Required action
Begin with the line below holding "bbox: cyclist in blue jersey" and go on through the line holding "bbox: scattered stone", duplicating each line exactly and leaving out pictures.
--- START ---
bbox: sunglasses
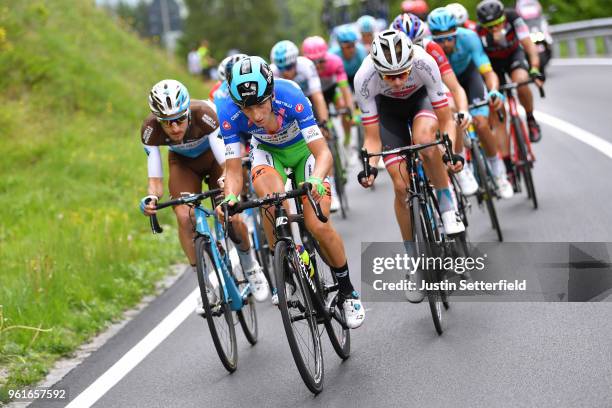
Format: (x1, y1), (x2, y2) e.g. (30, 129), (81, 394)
(340, 42), (355, 49)
(313, 58), (326, 65)
(279, 63), (296, 72)
(483, 15), (506, 28)
(381, 69), (411, 81)
(158, 111), (189, 126)
(432, 33), (457, 43)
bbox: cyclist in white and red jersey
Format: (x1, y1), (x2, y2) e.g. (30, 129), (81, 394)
(355, 31), (465, 301)
(391, 12), (479, 195)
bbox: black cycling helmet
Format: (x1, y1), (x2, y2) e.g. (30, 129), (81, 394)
(476, 0), (505, 26)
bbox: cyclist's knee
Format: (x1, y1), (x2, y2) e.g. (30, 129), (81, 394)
(473, 116), (489, 133)
(174, 205), (193, 229)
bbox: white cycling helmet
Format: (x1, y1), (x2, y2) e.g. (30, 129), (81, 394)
(370, 29), (414, 75)
(148, 79), (190, 119)
(446, 3), (469, 26)
(218, 53), (248, 82)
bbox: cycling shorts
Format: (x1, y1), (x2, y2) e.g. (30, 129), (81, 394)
(375, 87), (437, 167)
(457, 62), (489, 117)
(490, 47), (530, 85)
(168, 149), (223, 199)
(323, 84), (342, 106)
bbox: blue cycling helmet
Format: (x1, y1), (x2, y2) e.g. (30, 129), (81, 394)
(356, 15), (376, 33)
(427, 7), (457, 33)
(270, 40), (299, 70)
(228, 56), (274, 109)
(336, 25), (358, 43)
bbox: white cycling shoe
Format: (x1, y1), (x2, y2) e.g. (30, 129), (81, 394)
(342, 291), (365, 329)
(495, 175), (514, 199)
(245, 265), (269, 302)
(456, 167), (479, 196)
(330, 193), (341, 213)
(405, 269), (425, 303)
(441, 210), (465, 235)
(195, 272), (219, 316)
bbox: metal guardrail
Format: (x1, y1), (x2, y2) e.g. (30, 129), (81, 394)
(550, 17), (612, 57)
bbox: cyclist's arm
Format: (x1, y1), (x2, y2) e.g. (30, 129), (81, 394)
(520, 37), (540, 71)
(223, 157), (243, 199)
(306, 137), (333, 180)
(483, 70), (500, 93)
(338, 80), (354, 115)
(143, 143), (163, 199)
(363, 123), (382, 167)
(442, 72), (468, 112)
(310, 91), (329, 123)
(467, 30), (498, 91)
(354, 63), (382, 166)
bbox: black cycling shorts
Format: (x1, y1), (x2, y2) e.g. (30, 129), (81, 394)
(375, 87), (436, 167)
(491, 47), (530, 84)
(322, 83), (338, 106)
(457, 62), (489, 116)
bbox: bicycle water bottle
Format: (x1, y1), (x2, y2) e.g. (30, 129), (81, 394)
(297, 245), (315, 278)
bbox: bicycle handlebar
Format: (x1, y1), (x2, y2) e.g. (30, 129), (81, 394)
(226, 182), (328, 224)
(500, 78), (545, 98)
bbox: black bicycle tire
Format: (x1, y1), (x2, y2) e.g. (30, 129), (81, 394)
(512, 116), (538, 209)
(226, 240), (258, 346)
(450, 172), (469, 228)
(329, 134), (348, 219)
(472, 145), (503, 242)
(253, 209), (274, 287)
(274, 240), (324, 394)
(194, 236), (238, 372)
(309, 238), (351, 360)
(411, 195), (444, 335)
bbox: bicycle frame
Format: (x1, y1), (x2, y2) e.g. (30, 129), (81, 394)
(505, 92), (536, 164)
(194, 205), (246, 312)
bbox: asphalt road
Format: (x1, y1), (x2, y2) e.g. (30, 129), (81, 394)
(31, 63), (612, 408)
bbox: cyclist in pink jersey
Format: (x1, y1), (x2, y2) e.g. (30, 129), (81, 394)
(302, 36), (354, 141)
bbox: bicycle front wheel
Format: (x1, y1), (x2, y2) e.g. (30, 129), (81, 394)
(226, 239), (258, 345)
(274, 240), (324, 394)
(329, 135), (349, 219)
(195, 236), (238, 372)
(472, 145), (503, 242)
(411, 195), (445, 335)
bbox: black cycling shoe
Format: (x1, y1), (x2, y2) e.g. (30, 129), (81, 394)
(527, 116), (542, 143)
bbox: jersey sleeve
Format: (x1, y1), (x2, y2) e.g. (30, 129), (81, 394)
(304, 59), (322, 94)
(354, 60), (379, 125)
(425, 41), (453, 76)
(467, 30), (493, 74)
(509, 11), (530, 41)
(143, 144), (163, 178)
(283, 81), (323, 144)
(217, 99), (243, 160)
(415, 51), (449, 110)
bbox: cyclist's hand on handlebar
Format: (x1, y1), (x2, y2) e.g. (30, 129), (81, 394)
(303, 176), (327, 203)
(488, 90), (504, 110)
(357, 165), (378, 188)
(139, 195), (158, 216)
(444, 154), (464, 173)
(456, 111), (471, 131)
(529, 67), (545, 86)
(215, 193), (239, 223)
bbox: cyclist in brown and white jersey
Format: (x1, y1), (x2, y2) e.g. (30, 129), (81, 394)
(139, 80), (269, 313)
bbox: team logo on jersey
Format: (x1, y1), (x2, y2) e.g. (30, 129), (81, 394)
(222, 121), (231, 130)
(142, 126), (153, 143)
(295, 103), (304, 113)
(201, 114), (217, 128)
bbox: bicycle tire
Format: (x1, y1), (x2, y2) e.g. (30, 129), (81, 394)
(450, 172), (469, 228)
(253, 208), (274, 287)
(472, 144), (503, 242)
(512, 116), (538, 209)
(329, 134), (349, 219)
(274, 240), (324, 394)
(194, 236), (238, 372)
(411, 195), (444, 335)
(310, 239), (350, 360)
(226, 240), (258, 346)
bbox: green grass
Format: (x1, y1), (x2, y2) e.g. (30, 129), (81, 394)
(557, 37), (607, 57)
(0, 1), (211, 401)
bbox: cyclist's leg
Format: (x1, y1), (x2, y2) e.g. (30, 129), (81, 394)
(249, 143), (290, 250)
(376, 95), (416, 241)
(510, 48), (541, 142)
(168, 151), (205, 266)
(333, 86), (351, 145)
(489, 63), (510, 158)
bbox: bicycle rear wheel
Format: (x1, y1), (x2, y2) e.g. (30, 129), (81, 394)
(194, 236), (238, 372)
(472, 144), (503, 242)
(411, 195), (445, 335)
(329, 134), (349, 219)
(512, 116), (538, 209)
(226, 240), (258, 345)
(274, 240), (324, 394)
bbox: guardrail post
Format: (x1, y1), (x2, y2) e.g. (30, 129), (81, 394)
(552, 41), (561, 58)
(585, 37), (597, 56)
(567, 39), (578, 57)
(605, 36), (612, 56)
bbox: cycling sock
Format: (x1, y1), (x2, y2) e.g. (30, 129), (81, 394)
(526, 112), (535, 120)
(487, 155), (506, 178)
(503, 155), (514, 173)
(237, 247), (257, 272)
(190, 264), (197, 273)
(331, 262), (354, 295)
(435, 187), (454, 213)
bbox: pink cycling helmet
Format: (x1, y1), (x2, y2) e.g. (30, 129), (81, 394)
(302, 36), (328, 61)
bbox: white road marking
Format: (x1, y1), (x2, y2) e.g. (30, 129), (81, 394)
(550, 58), (612, 66)
(65, 288), (199, 408)
(535, 110), (612, 160)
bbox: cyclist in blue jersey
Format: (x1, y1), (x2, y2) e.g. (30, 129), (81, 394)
(356, 15), (377, 52)
(428, 7), (514, 199)
(330, 25), (369, 92)
(140, 80), (269, 314)
(215, 56), (365, 329)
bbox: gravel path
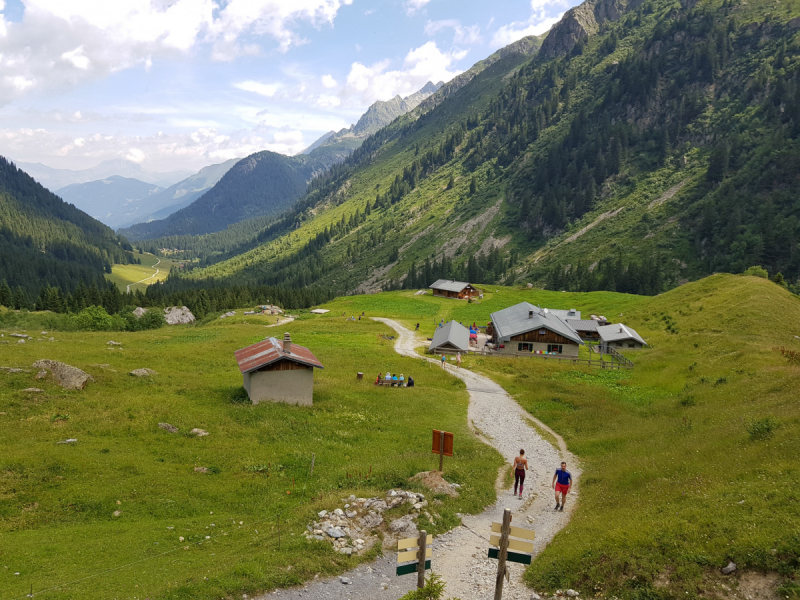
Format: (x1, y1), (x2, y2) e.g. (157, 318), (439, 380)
(255, 319), (579, 600)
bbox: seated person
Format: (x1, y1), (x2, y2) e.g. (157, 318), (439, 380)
(385, 372), (392, 382)
(375, 373), (382, 384)
(392, 374), (398, 382)
(407, 376), (415, 387)
(399, 374), (405, 383)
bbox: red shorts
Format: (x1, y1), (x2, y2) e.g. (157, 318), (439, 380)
(555, 483), (570, 494)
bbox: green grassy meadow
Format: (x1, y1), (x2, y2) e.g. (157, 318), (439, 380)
(328, 275), (800, 597)
(0, 316), (501, 600)
(106, 253), (173, 292)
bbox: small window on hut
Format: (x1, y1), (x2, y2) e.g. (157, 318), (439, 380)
(539, 329), (546, 335)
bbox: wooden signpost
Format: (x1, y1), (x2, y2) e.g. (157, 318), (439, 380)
(487, 509), (535, 599)
(431, 430), (453, 471)
(396, 530), (432, 588)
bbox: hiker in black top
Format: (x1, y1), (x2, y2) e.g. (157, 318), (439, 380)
(513, 450), (528, 498)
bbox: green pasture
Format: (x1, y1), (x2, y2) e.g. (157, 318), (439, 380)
(106, 253), (173, 292)
(323, 275), (800, 597)
(0, 317), (501, 600)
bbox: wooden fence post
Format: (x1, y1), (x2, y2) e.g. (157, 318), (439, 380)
(438, 432), (444, 472)
(416, 529), (428, 589)
(493, 509), (512, 600)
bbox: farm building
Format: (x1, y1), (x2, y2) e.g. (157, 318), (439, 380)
(429, 279), (481, 299)
(234, 333), (324, 406)
(429, 321), (470, 353)
(489, 303), (584, 357)
(597, 324), (648, 352)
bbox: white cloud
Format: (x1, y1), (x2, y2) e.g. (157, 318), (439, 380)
(425, 19), (482, 45)
(125, 147), (146, 163)
(342, 41), (464, 106)
(0, 0), (353, 104)
(234, 80), (281, 97)
(491, 7), (564, 48)
(321, 74), (337, 88)
(405, 0), (431, 16)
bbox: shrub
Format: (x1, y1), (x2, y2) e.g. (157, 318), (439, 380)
(139, 308), (166, 330)
(745, 416), (778, 441)
(742, 266), (768, 278)
(398, 573), (459, 600)
(72, 306), (122, 331)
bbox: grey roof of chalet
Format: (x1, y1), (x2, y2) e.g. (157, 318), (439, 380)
(429, 279), (474, 293)
(429, 320), (470, 352)
(546, 308), (581, 320)
(567, 319), (600, 332)
(597, 324), (648, 345)
(490, 302), (583, 345)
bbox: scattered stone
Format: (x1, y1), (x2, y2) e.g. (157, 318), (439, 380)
(158, 423), (179, 433)
(130, 368), (158, 377)
(527, 283), (533, 288)
(359, 513), (383, 529)
(57, 438), (77, 444)
(721, 561), (737, 575)
(191, 428), (209, 437)
(21, 388), (44, 393)
(112, 510), (121, 518)
(194, 467), (210, 473)
(0, 367), (29, 374)
(164, 306), (195, 325)
(339, 577), (351, 585)
(566, 590), (580, 597)
(132, 307), (147, 318)
(41, 332), (47, 335)
(318, 510), (328, 518)
(35, 370), (47, 379)
(338, 548), (353, 556)
(10, 333), (31, 339)
(219, 311), (236, 319)
(17, 339), (25, 344)
(389, 514), (418, 538)
(106, 341), (122, 346)
(333, 508), (344, 517)
(345, 510), (357, 518)
(326, 527), (346, 539)
(531, 594), (541, 600)
(31, 360), (94, 390)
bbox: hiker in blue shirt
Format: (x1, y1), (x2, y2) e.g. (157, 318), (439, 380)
(552, 461), (572, 512)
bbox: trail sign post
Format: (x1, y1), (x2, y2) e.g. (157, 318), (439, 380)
(396, 530), (432, 588)
(487, 509), (535, 599)
(432, 430), (453, 472)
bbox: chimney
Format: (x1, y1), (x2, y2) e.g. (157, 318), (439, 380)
(283, 332), (292, 354)
(619, 325), (624, 333)
(528, 310), (534, 319)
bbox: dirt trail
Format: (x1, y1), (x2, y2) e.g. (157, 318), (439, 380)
(127, 258), (161, 293)
(255, 319), (578, 600)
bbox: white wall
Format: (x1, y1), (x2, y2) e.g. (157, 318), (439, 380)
(244, 368), (314, 406)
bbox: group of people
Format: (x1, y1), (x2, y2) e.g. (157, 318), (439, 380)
(375, 372), (414, 387)
(513, 449), (572, 511)
(439, 352), (463, 368)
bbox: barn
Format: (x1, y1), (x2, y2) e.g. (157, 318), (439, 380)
(489, 302), (584, 357)
(429, 321), (470, 353)
(429, 279), (481, 299)
(234, 333), (324, 406)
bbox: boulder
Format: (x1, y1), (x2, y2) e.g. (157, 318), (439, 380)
(10, 333), (30, 339)
(21, 388), (44, 393)
(106, 341), (122, 346)
(0, 367), (29, 374)
(389, 514), (418, 538)
(17, 339), (25, 344)
(191, 428), (209, 437)
(158, 423), (179, 433)
(132, 307), (147, 318)
(31, 360), (93, 390)
(130, 368), (157, 377)
(359, 512), (383, 529)
(164, 306), (195, 325)
(326, 527), (346, 539)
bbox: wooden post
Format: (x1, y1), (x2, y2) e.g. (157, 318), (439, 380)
(416, 529), (428, 589)
(493, 509), (512, 600)
(438, 432), (445, 472)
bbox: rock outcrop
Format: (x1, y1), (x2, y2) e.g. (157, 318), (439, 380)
(132, 307), (147, 318)
(538, 0), (642, 59)
(164, 306), (195, 325)
(130, 368), (157, 377)
(31, 360), (93, 390)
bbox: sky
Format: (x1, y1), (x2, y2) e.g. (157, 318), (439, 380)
(0, 0), (574, 174)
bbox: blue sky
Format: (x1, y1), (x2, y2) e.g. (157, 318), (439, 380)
(0, 0), (573, 173)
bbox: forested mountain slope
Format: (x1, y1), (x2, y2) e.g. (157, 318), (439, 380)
(0, 157), (135, 297)
(152, 0), (800, 299)
(119, 151), (330, 240)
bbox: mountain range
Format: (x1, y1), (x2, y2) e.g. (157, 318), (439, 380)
(151, 0), (800, 297)
(119, 81), (444, 240)
(16, 159), (193, 191)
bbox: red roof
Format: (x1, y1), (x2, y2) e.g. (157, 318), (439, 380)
(234, 337), (324, 374)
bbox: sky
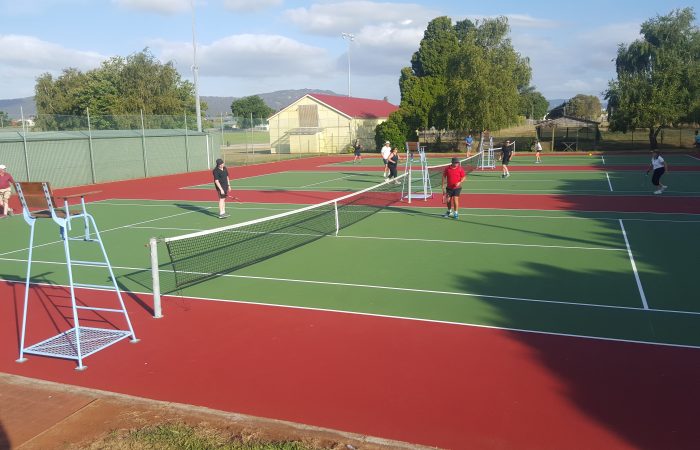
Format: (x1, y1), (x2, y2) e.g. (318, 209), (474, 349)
(0, 0), (697, 104)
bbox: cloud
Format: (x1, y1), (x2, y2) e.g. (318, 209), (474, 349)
(154, 34), (332, 78)
(111, 0), (190, 15)
(0, 35), (105, 70)
(509, 20), (642, 99)
(223, 0), (282, 12)
(285, 1), (439, 35)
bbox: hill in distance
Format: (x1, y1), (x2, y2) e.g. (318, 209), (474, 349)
(0, 89), (341, 118)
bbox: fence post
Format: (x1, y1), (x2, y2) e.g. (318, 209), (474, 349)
(184, 112), (191, 172)
(86, 108), (97, 184)
(140, 109), (148, 177)
(20, 106), (30, 181)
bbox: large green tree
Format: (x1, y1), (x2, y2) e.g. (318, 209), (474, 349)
(35, 49), (202, 130)
(566, 94), (602, 120)
(230, 95), (274, 129)
(605, 8), (700, 148)
(444, 16), (531, 132)
(395, 16), (530, 139)
(518, 88), (549, 120)
(0, 111), (9, 127)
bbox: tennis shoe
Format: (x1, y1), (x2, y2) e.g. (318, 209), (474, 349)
(661, 185), (668, 191)
(218, 213), (229, 219)
(443, 210), (452, 218)
(653, 189), (662, 194)
(506, 173), (511, 178)
(453, 212), (459, 220)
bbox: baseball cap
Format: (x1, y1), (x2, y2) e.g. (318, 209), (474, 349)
(451, 157), (460, 164)
(0, 164), (5, 170)
(385, 141), (390, 144)
(215, 158), (224, 165)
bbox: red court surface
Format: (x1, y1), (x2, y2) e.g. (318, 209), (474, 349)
(1, 282), (699, 450)
(2, 155), (700, 449)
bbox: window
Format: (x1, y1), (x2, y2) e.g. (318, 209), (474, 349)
(298, 105), (319, 127)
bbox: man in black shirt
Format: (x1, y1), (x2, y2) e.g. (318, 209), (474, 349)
(213, 158), (230, 218)
(501, 140), (513, 178)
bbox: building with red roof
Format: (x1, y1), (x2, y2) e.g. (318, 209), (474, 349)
(269, 93), (398, 154)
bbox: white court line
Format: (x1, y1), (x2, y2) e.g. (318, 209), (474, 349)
(0, 208), (205, 258)
(126, 226), (626, 252)
(619, 219), (649, 309)
(300, 174), (355, 188)
(0, 257), (690, 315)
(686, 154), (700, 161)
(3, 278), (699, 350)
(601, 155), (606, 165)
(3, 263), (699, 323)
(606, 172), (614, 191)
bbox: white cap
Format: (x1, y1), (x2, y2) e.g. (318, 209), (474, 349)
(0, 164), (6, 170)
(385, 141), (390, 144)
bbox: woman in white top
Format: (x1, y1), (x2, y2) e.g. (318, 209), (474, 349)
(534, 140), (542, 163)
(646, 150), (668, 194)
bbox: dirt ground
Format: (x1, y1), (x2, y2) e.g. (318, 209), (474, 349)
(0, 373), (431, 450)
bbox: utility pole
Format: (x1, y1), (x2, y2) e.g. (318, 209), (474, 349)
(191, 0), (202, 132)
(341, 33), (355, 97)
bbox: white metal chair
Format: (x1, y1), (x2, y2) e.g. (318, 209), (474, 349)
(14, 182), (138, 370)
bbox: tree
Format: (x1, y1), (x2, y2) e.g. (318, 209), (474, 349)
(397, 16), (530, 139)
(34, 49), (202, 130)
(230, 95), (274, 129)
(375, 111), (408, 151)
(444, 16), (531, 132)
(0, 111), (9, 127)
(567, 94), (602, 121)
(518, 87), (548, 120)
(605, 8), (700, 148)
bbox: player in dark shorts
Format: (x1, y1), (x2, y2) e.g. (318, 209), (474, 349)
(442, 157), (466, 219)
(213, 158), (230, 218)
(352, 139), (363, 163)
(387, 147), (400, 183)
(501, 140), (513, 178)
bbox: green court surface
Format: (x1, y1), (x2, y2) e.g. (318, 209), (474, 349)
(1, 199), (698, 348)
(187, 171), (389, 191)
(187, 169), (700, 196)
(326, 153), (700, 168)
--- END ---
Your solution
bbox: cyclist in blue jersey
Format: (x1, y1), (x2, y2) e.g. (30, 129), (81, 394)
(356, 15), (377, 52)
(428, 7), (514, 199)
(330, 25), (369, 92)
(140, 80), (269, 314)
(215, 56), (365, 329)
bbox: gravel path
Format: (x1, y1), (x2, y2) e.g. (157, 318), (439, 380)
(255, 319), (579, 600)
bbox: seated person
Format: (x1, y1), (x2, y2) e.g. (157, 318), (439, 380)
(385, 372), (392, 382)
(375, 373), (382, 384)
(392, 374), (398, 382)
(407, 376), (415, 387)
(399, 374), (405, 383)
bbox: red shorts
Format: (x1, y1), (x2, y2) e.g. (157, 318), (439, 380)
(555, 483), (570, 494)
bbox: green grassy meadow
Format: (x1, y1), (x2, y2) e.g. (157, 318), (439, 380)
(328, 275), (800, 597)
(0, 316), (501, 600)
(106, 253), (173, 292)
bbox: small window on hut
Format: (x1, y1), (x2, y2) e.g. (157, 318), (439, 380)
(539, 329), (546, 335)
bbox: wooden signpost
Format: (x1, y1), (x2, y2) e.g. (157, 318), (439, 380)
(487, 509), (535, 599)
(431, 430), (453, 471)
(396, 530), (432, 588)
bbox: hiker in black top
Format: (x1, y1), (x2, y2) e.g. (157, 318), (439, 380)
(513, 450), (528, 498)
bbox: green pasture
Format: (x1, y1), (x2, y2) e.g. (157, 318), (439, 380)
(106, 253), (173, 292)
(323, 275), (800, 597)
(0, 317), (501, 600)
bbox: wooden fence post
Format: (x1, y1), (x2, y2) e.g. (157, 318), (439, 380)
(438, 432), (444, 472)
(416, 529), (428, 589)
(493, 509), (512, 600)
bbox: farm building
Format: (x1, y1), (x2, y2) e.g. (157, 318), (439, 380)
(429, 279), (481, 299)
(234, 333), (324, 406)
(429, 321), (470, 353)
(489, 303), (584, 357)
(597, 324), (648, 352)
bbox: white cloud
Format: (x1, y1), (x2, y2) e.g. (157, 318), (439, 380)
(425, 19), (482, 45)
(125, 147), (146, 163)
(342, 41), (464, 106)
(0, 0), (353, 104)
(234, 80), (281, 97)
(491, 7), (564, 48)
(321, 74), (337, 88)
(405, 0), (431, 16)
bbox: shrub
Format: (x1, y1), (x2, y2) e.g. (157, 318), (439, 380)
(139, 308), (166, 330)
(745, 416), (778, 441)
(742, 266), (768, 278)
(398, 573), (459, 600)
(72, 306), (122, 331)
bbox: grey roof of chalet
Format: (x1, y1), (x2, y2) e.g. (157, 318), (439, 380)
(429, 279), (474, 293)
(429, 320), (470, 352)
(546, 308), (581, 320)
(567, 319), (600, 332)
(597, 324), (648, 345)
(490, 302), (583, 345)
bbox: scattered stone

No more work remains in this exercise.